## Exercise material
+++

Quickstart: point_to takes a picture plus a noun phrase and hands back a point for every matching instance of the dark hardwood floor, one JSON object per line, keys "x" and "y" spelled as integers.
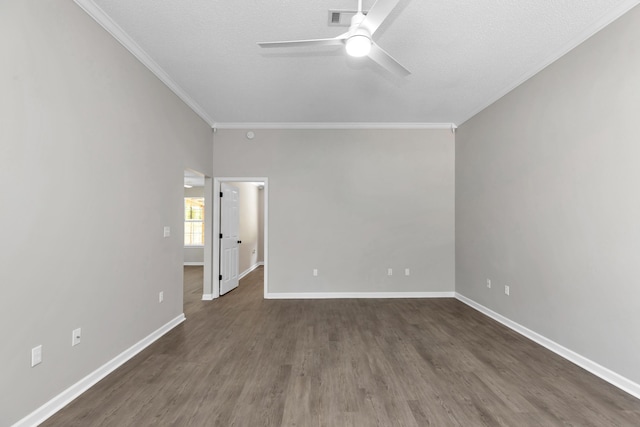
{"x": 244, "y": 361}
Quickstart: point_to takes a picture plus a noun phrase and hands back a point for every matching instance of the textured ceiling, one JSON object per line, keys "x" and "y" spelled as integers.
{"x": 463, "y": 55}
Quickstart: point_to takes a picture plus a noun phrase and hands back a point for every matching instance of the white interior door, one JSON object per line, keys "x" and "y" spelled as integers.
{"x": 230, "y": 237}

+++

## Prompt
Can you return all of the entries above word for word, without the pictures?

## The completed task
Quickstart: point_to takes a picture plus a noun phrase and hands back a point for every matching instance of the dark hardwood floor, one JSON object per line, keys "x" and "y" spelled as integers.
{"x": 244, "y": 361}
Quickstart: point_to takes a picture plus a noun phrase and hands back a point for every matching instance of the textured ceiling, one JSON object per line, keys "x" and "y" spelled as integers.
{"x": 463, "y": 55}
Quickstart: point_to takes a picture plus a noun phrase and hands back a point for every matching instance of the white interior door, one JSON object per line, keys "x" and "y" spelled as integers.
{"x": 230, "y": 237}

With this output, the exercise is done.